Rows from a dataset
-- start --

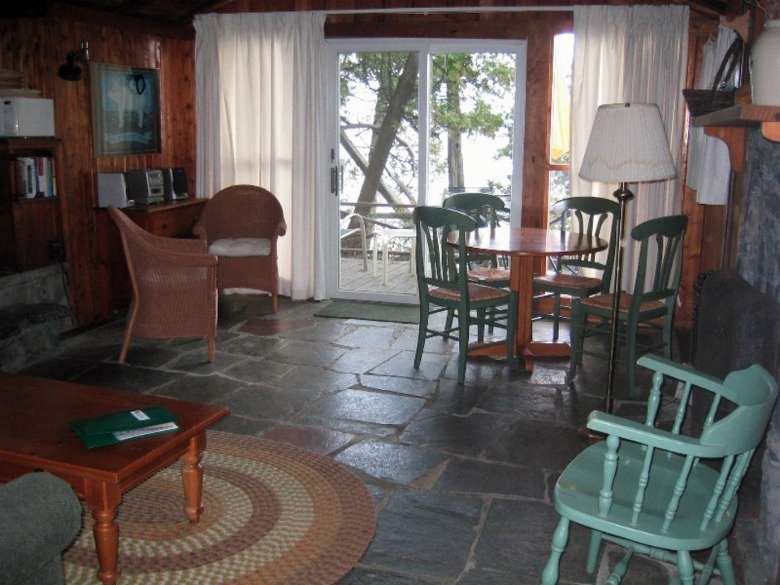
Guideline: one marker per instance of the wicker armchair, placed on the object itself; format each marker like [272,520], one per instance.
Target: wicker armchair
[174,286]
[241,225]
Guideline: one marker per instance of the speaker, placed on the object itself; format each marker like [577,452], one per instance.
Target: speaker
[174,184]
[144,186]
[180,183]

-- end --

- _THE TASK_:
Copy word for word the stretch from the line containing "Guideline: one marker per instance of the speaker, placed" through the final line, with both ends included.

- _THE OUTPUT_:
Guideline: one marker per instance of the speaker, placed on the object itself; format each marker like [577,452], one per instance.
Target: speaker
[174,184]
[144,186]
[180,183]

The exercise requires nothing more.